What the task requires:
Look through the data below, tally the lines where "hand" occurs, and write the total alone.

Natural-language object grounding data:
Content starts

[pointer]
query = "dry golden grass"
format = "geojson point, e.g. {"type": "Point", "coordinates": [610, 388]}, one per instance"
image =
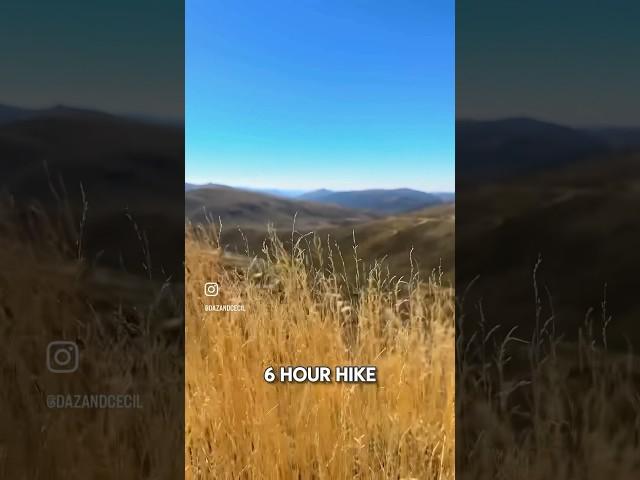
{"type": "Point", "coordinates": [298, 312]}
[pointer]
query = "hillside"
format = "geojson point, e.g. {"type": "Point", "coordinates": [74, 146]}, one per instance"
{"type": "Point", "coordinates": [376, 200]}
{"type": "Point", "coordinates": [125, 167]}
{"type": "Point", "coordinates": [429, 232]}
{"type": "Point", "coordinates": [252, 210]}
{"type": "Point", "coordinates": [579, 219]}
{"type": "Point", "coordinates": [427, 235]}
{"type": "Point", "coordinates": [498, 149]}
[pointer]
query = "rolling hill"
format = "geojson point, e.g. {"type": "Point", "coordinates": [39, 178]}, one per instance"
{"type": "Point", "coordinates": [376, 200]}
{"type": "Point", "coordinates": [498, 149]}
{"type": "Point", "coordinates": [571, 206]}
{"type": "Point", "coordinates": [253, 210]}
{"type": "Point", "coordinates": [125, 167]}
{"type": "Point", "coordinates": [428, 231]}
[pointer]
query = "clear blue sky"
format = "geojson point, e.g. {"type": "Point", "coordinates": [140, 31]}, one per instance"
{"type": "Point", "coordinates": [305, 94]}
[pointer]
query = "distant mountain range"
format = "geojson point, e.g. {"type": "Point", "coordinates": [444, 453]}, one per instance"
{"type": "Point", "coordinates": [376, 200]}
{"type": "Point", "coordinates": [380, 201]}
{"type": "Point", "coordinates": [253, 210]}
{"type": "Point", "coordinates": [245, 216]}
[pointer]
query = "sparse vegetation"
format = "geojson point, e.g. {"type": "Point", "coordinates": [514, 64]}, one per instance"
{"type": "Point", "coordinates": [302, 310]}
{"type": "Point", "coordinates": [540, 407]}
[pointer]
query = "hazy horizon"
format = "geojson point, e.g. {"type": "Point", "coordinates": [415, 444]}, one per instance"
{"type": "Point", "coordinates": [337, 95]}
{"type": "Point", "coordinates": [306, 190]}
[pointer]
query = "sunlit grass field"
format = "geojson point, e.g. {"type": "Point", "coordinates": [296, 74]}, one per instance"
{"type": "Point", "coordinates": [300, 310]}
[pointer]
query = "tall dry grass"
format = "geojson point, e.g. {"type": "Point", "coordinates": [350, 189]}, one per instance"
{"type": "Point", "coordinates": [539, 407]}
{"type": "Point", "coordinates": [44, 297]}
{"type": "Point", "coordinates": [300, 311]}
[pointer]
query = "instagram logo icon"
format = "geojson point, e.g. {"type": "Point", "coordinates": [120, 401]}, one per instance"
{"type": "Point", "coordinates": [211, 289]}
{"type": "Point", "coordinates": [62, 357]}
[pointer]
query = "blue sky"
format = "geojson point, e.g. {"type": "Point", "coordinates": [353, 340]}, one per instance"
{"type": "Point", "coordinates": [307, 94]}
{"type": "Point", "coordinates": [572, 62]}
{"type": "Point", "coordinates": [113, 55]}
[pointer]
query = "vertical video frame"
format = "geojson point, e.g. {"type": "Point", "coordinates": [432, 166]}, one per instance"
{"type": "Point", "coordinates": [319, 232]}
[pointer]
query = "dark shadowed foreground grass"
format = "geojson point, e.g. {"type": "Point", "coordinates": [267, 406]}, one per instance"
{"type": "Point", "coordinates": [46, 295]}
{"type": "Point", "coordinates": [540, 408]}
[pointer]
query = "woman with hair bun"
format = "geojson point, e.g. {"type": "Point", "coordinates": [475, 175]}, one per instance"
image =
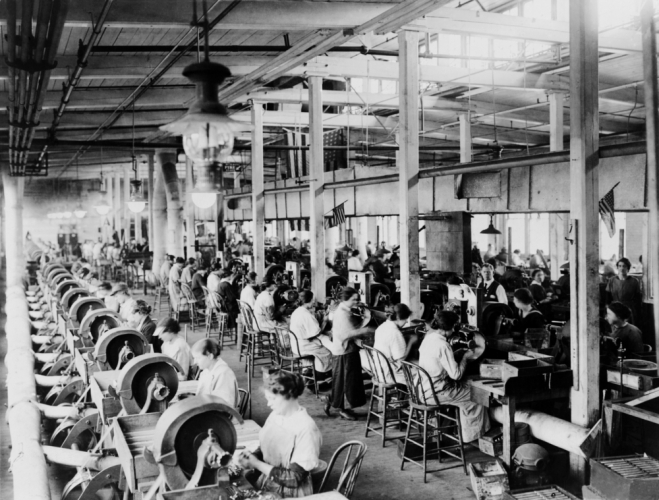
{"type": "Point", "coordinates": [390, 341]}
{"type": "Point", "coordinates": [144, 324]}
{"type": "Point", "coordinates": [289, 440]}
{"type": "Point", "coordinates": [216, 378]}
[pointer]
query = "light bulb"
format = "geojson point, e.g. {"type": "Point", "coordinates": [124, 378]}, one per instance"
{"type": "Point", "coordinates": [204, 200]}
{"type": "Point", "coordinates": [136, 206]}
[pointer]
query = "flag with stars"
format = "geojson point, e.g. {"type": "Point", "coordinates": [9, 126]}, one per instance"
{"type": "Point", "coordinates": [607, 211]}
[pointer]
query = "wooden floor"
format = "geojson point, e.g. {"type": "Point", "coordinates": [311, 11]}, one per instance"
{"type": "Point", "coordinates": [380, 477]}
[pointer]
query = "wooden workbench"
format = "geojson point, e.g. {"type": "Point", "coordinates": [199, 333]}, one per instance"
{"type": "Point", "coordinates": [516, 391]}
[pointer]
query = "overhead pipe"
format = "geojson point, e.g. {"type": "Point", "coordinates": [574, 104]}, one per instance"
{"type": "Point", "coordinates": [74, 79]}
{"type": "Point", "coordinates": [60, 11]}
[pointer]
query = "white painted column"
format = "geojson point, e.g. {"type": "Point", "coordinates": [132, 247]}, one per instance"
{"type": "Point", "coordinates": [584, 199]}
{"type": "Point", "coordinates": [14, 235]}
{"type": "Point", "coordinates": [408, 167]}
{"type": "Point", "coordinates": [316, 187]}
{"type": "Point", "coordinates": [258, 195]}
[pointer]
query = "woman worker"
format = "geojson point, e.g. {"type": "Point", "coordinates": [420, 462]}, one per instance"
{"type": "Point", "coordinates": [289, 441]}
{"type": "Point", "coordinates": [306, 328]}
{"type": "Point", "coordinates": [436, 357]}
{"type": "Point", "coordinates": [527, 315]}
{"type": "Point", "coordinates": [347, 383]}
{"type": "Point", "coordinates": [143, 322]}
{"type": "Point", "coordinates": [216, 377]}
{"type": "Point", "coordinates": [173, 345]}
{"type": "Point", "coordinates": [390, 341]}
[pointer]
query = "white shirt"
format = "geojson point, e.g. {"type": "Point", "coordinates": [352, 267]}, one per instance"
{"type": "Point", "coordinates": [248, 295]}
{"type": "Point", "coordinates": [354, 264]}
{"type": "Point", "coordinates": [263, 309]}
{"type": "Point", "coordinates": [219, 381]}
{"type": "Point", "coordinates": [501, 293]}
{"type": "Point", "coordinates": [304, 325]}
{"type": "Point", "coordinates": [179, 350]}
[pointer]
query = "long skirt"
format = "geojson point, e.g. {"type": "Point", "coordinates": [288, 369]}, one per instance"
{"type": "Point", "coordinates": [347, 383]}
{"type": "Point", "coordinates": [474, 417]}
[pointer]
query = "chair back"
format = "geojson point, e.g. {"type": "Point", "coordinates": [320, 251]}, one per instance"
{"type": "Point", "coordinates": [283, 340]}
{"type": "Point", "coordinates": [354, 452]}
{"type": "Point", "coordinates": [243, 402]}
{"type": "Point", "coordinates": [379, 366]}
{"type": "Point", "coordinates": [419, 383]}
{"type": "Point", "coordinates": [247, 315]}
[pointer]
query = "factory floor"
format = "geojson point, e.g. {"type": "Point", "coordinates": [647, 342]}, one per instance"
{"type": "Point", "coordinates": [380, 476]}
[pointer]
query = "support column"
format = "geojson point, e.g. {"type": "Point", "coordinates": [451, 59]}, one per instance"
{"type": "Point", "coordinates": [166, 160]}
{"type": "Point", "coordinates": [651, 133]}
{"type": "Point", "coordinates": [408, 168]}
{"type": "Point", "coordinates": [151, 179]}
{"type": "Point", "coordinates": [556, 235]}
{"type": "Point", "coordinates": [117, 203]}
{"type": "Point", "coordinates": [316, 187]}
{"type": "Point", "coordinates": [584, 199]}
{"type": "Point", "coordinates": [126, 215]}
{"type": "Point", "coordinates": [14, 236]}
{"type": "Point", "coordinates": [189, 209]}
{"type": "Point", "coordinates": [258, 194]}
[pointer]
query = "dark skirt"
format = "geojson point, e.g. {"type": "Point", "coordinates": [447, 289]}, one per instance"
{"type": "Point", "coordinates": [347, 381]}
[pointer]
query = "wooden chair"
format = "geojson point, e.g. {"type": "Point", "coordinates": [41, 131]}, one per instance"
{"type": "Point", "coordinates": [425, 405]}
{"type": "Point", "coordinates": [354, 456]}
{"type": "Point", "coordinates": [387, 396]}
{"type": "Point", "coordinates": [243, 402]}
{"type": "Point", "coordinates": [290, 359]}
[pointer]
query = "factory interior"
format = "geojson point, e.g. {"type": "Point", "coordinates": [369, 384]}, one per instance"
{"type": "Point", "coordinates": [339, 249]}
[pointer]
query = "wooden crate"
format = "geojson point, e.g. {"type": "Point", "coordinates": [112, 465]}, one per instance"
{"type": "Point", "coordinates": [132, 434]}
{"type": "Point", "coordinates": [489, 480]}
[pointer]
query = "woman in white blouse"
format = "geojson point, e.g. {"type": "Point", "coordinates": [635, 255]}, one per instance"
{"type": "Point", "coordinates": [216, 378]}
{"type": "Point", "coordinates": [173, 345]}
{"type": "Point", "coordinates": [436, 357]}
{"type": "Point", "coordinates": [289, 440]}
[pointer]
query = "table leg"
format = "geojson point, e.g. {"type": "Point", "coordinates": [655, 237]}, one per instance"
{"type": "Point", "coordinates": [508, 430]}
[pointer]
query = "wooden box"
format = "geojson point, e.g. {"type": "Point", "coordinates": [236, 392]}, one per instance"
{"type": "Point", "coordinates": [491, 443]}
{"type": "Point", "coordinates": [132, 434]}
{"type": "Point", "coordinates": [524, 368]}
{"type": "Point", "coordinates": [491, 368]}
{"type": "Point", "coordinates": [489, 480]}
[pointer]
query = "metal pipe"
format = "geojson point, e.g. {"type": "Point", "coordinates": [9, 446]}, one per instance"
{"type": "Point", "coordinates": [555, 431]}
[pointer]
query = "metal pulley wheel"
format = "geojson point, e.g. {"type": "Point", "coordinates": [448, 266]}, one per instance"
{"type": "Point", "coordinates": [78, 435]}
{"type": "Point", "coordinates": [87, 486]}
{"type": "Point", "coordinates": [97, 322]}
{"type": "Point", "coordinates": [118, 346]}
{"type": "Point", "coordinates": [64, 286]}
{"type": "Point", "coordinates": [181, 431]}
{"type": "Point", "coordinates": [148, 383]}
{"type": "Point", "coordinates": [492, 317]}
{"type": "Point", "coordinates": [83, 305]}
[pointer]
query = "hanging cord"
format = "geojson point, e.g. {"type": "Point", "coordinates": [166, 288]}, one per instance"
{"type": "Point", "coordinates": [629, 117]}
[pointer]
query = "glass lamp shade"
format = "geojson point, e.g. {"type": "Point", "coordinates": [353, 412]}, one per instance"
{"type": "Point", "coordinates": [203, 199]}
{"type": "Point", "coordinates": [136, 206]}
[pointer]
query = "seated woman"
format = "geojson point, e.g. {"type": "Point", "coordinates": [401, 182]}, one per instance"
{"type": "Point", "coordinates": [436, 357]}
{"type": "Point", "coordinates": [173, 345]}
{"type": "Point", "coordinates": [630, 337]}
{"type": "Point", "coordinates": [289, 441]}
{"type": "Point", "coordinates": [142, 322]}
{"type": "Point", "coordinates": [347, 382]}
{"type": "Point", "coordinates": [527, 315]}
{"type": "Point", "coordinates": [216, 378]}
{"type": "Point", "coordinates": [390, 341]}
{"type": "Point", "coordinates": [306, 328]}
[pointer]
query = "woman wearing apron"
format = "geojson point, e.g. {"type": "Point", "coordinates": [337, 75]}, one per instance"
{"type": "Point", "coordinates": [289, 441]}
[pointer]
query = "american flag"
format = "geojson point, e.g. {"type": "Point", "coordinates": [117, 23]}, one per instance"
{"type": "Point", "coordinates": [607, 208]}
{"type": "Point", "coordinates": [338, 216]}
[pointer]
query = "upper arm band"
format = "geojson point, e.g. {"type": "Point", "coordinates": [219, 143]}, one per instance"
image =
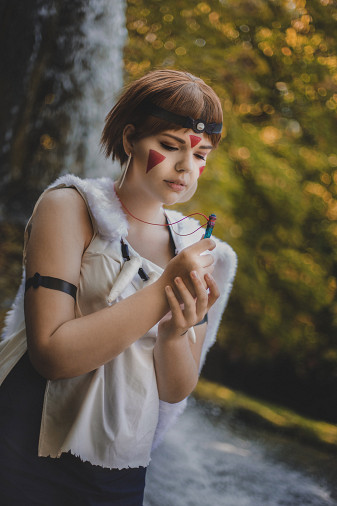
{"type": "Point", "coordinates": [53, 283]}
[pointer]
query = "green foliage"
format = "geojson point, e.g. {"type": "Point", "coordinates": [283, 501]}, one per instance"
{"type": "Point", "coordinates": [273, 181]}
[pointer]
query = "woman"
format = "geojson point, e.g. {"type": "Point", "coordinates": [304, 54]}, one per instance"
{"type": "Point", "coordinates": [119, 306]}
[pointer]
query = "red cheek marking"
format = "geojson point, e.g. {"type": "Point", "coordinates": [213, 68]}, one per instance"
{"type": "Point", "coordinates": [194, 140]}
{"type": "Point", "coordinates": [154, 159]}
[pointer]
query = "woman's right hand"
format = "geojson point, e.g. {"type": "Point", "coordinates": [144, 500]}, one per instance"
{"type": "Point", "coordinates": [192, 258]}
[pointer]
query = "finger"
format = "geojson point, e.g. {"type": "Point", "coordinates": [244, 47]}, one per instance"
{"type": "Point", "coordinates": [202, 245]}
{"type": "Point", "coordinates": [213, 290]}
{"type": "Point", "coordinates": [206, 260]}
{"type": "Point", "coordinates": [173, 302]}
{"type": "Point", "coordinates": [201, 295]}
{"type": "Point", "coordinates": [187, 298]}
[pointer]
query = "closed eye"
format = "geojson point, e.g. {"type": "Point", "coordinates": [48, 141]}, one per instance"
{"type": "Point", "coordinates": [169, 148]}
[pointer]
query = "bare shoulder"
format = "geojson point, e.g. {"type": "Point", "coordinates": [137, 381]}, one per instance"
{"type": "Point", "coordinates": [60, 232]}
{"type": "Point", "coordinates": [64, 211]}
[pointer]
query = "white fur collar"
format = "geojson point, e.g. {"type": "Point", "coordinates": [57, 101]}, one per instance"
{"type": "Point", "coordinates": [103, 204]}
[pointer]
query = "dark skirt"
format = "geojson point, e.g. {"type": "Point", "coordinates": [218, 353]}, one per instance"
{"type": "Point", "coordinates": [29, 480]}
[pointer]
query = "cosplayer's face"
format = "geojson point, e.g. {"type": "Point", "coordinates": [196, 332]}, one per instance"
{"type": "Point", "coordinates": [173, 161]}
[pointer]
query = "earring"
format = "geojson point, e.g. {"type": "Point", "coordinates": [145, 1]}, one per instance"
{"type": "Point", "coordinates": [125, 171]}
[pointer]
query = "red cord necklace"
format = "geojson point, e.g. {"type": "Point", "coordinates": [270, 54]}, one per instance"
{"type": "Point", "coordinates": [167, 224]}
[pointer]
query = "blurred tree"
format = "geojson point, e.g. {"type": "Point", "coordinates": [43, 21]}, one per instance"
{"type": "Point", "coordinates": [272, 183]}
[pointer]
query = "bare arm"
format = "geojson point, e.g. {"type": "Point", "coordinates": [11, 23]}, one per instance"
{"type": "Point", "coordinates": [177, 359]}
{"type": "Point", "coordinates": [60, 345]}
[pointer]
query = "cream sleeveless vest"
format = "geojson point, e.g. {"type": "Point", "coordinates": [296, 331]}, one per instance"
{"type": "Point", "coordinates": [112, 416]}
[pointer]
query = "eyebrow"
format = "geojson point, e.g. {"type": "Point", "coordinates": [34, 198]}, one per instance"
{"type": "Point", "coordinates": [183, 142]}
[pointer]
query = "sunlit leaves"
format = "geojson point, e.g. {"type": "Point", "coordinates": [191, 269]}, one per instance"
{"type": "Point", "coordinates": [273, 181]}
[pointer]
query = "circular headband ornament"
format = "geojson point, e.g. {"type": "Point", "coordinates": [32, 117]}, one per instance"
{"type": "Point", "coordinates": [197, 125]}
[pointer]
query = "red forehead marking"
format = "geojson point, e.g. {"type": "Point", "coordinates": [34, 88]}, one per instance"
{"type": "Point", "coordinates": [154, 159]}
{"type": "Point", "coordinates": [194, 140]}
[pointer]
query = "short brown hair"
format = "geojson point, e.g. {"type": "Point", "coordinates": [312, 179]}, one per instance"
{"type": "Point", "coordinates": [176, 91]}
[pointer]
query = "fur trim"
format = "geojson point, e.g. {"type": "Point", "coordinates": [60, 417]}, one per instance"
{"type": "Point", "coordinates": [102, 201]}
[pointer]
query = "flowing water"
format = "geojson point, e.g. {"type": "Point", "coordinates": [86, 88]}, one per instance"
{"type": "Point", "coordinates": [61, 77]}
{"type": "Point", "coordinates": [208, 460]}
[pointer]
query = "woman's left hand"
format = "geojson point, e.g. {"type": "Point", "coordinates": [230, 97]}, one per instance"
{"type": "Point", "coordinates": [192, 310]}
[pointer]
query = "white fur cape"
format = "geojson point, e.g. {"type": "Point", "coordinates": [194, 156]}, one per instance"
{"type": "Point", "coordinates": [110, 223]}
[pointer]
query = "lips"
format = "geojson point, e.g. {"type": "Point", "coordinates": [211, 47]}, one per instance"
{"type": "Point", "coordinates": [176, 185]}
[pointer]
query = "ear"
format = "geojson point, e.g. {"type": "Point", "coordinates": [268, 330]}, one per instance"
{"type": "Point", "coordinates": [128, 137]}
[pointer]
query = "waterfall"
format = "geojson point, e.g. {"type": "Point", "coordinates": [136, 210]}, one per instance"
{"type": "Point", "coordinates": [60, 74]}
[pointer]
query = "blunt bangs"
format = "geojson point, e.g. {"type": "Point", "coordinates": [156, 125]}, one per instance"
{"type": "Point", "coordinates": [176, 91]}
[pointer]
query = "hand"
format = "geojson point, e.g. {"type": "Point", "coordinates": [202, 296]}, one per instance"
{"type": "Point", "coordinates": [192, 310]}
{"type": "Point", "coordinates": [188, 260]}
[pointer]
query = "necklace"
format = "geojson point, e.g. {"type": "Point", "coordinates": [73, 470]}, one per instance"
{"type": "Point", "coordinates": [166, 224]}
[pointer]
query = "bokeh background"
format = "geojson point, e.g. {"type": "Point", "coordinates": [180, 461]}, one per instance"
{"type": "Point", "coordinates": [272, 183]}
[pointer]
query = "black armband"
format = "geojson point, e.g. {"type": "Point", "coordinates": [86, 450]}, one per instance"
{"type": "Point", "coordinates": [204, 320]}
{"type": "Point", "coordinates": [52, 283]}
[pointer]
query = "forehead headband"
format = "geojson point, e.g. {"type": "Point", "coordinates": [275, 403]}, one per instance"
{"type": "Point", "coordinates": [197, 125]}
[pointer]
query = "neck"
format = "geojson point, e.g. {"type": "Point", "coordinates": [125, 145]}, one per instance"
{"type": "Point", "coordinates": [139, 208]}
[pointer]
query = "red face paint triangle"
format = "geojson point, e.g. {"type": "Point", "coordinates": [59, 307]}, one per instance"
{"type": "Point", "coordinates": [154, 159]}
{"type": "Point", "coordinates": [194, 140]}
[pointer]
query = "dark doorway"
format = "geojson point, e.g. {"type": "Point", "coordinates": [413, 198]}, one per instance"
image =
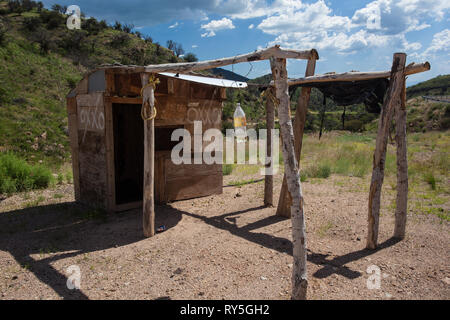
{"type": "Point", "coordinates": [129, 151]}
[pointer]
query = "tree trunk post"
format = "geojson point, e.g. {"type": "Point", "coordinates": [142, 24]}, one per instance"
{"type": "Point", "coordinates": [148, 205]}
{"type": "Point", "coordinates": [270, 121]}
{"type": "Point", "coordinates": [299, 273]}
{"type": "Point", "coordinates": [402, 168]}
{"type": "Point", "coordinates": [284, 203]}
{"type": "Point", "coordinates": [392, 100]}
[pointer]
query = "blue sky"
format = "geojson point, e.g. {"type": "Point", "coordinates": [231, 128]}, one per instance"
{"type": "Point", "coordinates": [349, 35]}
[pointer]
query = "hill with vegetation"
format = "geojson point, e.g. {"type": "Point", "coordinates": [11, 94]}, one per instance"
{"type": "Point", "coordinates": [438, 86]}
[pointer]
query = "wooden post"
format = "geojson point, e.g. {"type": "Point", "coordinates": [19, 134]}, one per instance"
{"type": "Point", "coordinates": [299, 274]}
{"type": "Point", "coordinates": [270, 121]}
{"type": "Point", "coordinates": [392, 100]}
{"type": "Point", "coordinates": [284, 203]}
{"type": "Point", "coordinates": [402, 168]}
{"type": "Point", "coordinates": [148, 205]}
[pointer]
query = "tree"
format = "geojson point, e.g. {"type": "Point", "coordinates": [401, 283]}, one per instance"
{"type": "Point", "coordinates": [190, 57]}
{"type": "Point", "coordinates": [179, 50]}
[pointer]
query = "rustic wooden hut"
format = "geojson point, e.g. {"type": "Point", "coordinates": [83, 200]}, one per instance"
{"type": "Point", "coordinates": [107, 136]}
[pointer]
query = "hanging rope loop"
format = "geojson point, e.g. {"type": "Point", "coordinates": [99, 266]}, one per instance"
{"type": "Point", "coordinates": [269, 95]}
{"type": "Point", "coordinates": [146, 112]}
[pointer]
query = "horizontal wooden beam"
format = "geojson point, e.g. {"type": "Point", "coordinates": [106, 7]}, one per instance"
{"type": "Point", "coordinates": [258, 55]}
{"type": "Point", "coordinates": [358, 76]}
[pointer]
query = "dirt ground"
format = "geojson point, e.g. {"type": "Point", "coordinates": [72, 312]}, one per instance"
{"type": "Point", "coordinates": [220, 247]}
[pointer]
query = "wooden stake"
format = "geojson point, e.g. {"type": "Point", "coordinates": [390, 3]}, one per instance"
{"type": "Point", "coordinates": [148, 214]}
{"type": "Point", "coordinates": [270, 121]}
{"type": "Point", "coordinates": [284, 202]}
{"type": "Point", "coordinates": [299, 274]}
{"type": "Point", "coordinates": [402, 168]}
{"type": "Point", "coordinates": [392, 100]}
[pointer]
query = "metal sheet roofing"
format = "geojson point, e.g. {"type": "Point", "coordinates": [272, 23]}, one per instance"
{"type": "Point", "coordinates": [206, 80]}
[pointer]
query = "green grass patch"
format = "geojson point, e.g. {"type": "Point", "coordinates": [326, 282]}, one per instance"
{"type": "Point", "coordinates": [16, 175]}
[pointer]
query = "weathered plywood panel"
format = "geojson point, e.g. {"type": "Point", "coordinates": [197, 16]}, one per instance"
{"type": "Point", "coordinates": [92, 166]}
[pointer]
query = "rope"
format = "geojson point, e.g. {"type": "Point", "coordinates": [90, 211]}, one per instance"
{"type": "Point", "coordinates": [268, 94]}
{"type": "Point", "coordinates": [145, 110]}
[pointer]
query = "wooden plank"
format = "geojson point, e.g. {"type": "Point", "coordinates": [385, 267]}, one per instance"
{"type": "Point", "coordinates": [412, 68]}
{"type": "Point", "coordinates": [299, 273]}
{"type": "Point", "coordinates": [149, 162]}
{"type": "Point", "coordinates": [258, 55]}
{"type": "Point", "coordinates": [392, 100]}
{"type": "Point", "coordinates": [284, 202]}
{"type": "Point", "coordinates": [92, 164]}
{"type": "Point", "coordinates": [270, 121]}
{"type": "Point", "coordinates": [73, 137]}
{"type": "Point", "coordinates": [401, 209]}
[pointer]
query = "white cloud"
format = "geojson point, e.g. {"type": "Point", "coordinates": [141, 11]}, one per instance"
{"type": "Point", "coordinates": [216, 25]}
{"type": "Point", "coordinates": [439, 45]}
{"type": "Point", "coordinates": [381, 23]}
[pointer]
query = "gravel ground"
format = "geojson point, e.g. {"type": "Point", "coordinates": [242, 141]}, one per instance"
{"type": "Point", "coordinates": [220, 247]}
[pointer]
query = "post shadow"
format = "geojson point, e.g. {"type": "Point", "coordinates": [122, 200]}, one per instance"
{"type": "Point", "coordinates": [68, 230]}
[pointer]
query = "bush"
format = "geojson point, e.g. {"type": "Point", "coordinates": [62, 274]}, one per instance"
{"type": "Point", "coordinates": [119, 40]}
{"type": "Point", "coordinates": [190, 57]}
{"type": "Point", "coordinates": [17, 175]}
{"type": "Point", "coordinates": [354, 125]}
{"type": "Point", "coordinates": [227, 169]}
{"type": "Point", "coordinates": [430, 179]}
{"type": "Point", "coordinates": [52, 19]}
{"type": "Point", "coordinates": [31, 23]}
{"type": "Point", "coordinates": [321, 170]}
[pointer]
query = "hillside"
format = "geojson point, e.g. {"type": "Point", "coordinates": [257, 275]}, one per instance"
{"type": "Point", "coordinates": [41, 60]}
{"type": "Point", "coordinates": [439, 85]}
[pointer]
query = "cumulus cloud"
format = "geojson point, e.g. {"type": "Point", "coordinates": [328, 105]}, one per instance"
{"type": "Point", "coordinates": [380, 23]}
{"type": "Point", "coordinates": [439, 45]}
{"type": "Point", "coordinates": [216, 25]}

Content ends

Problem solution:
3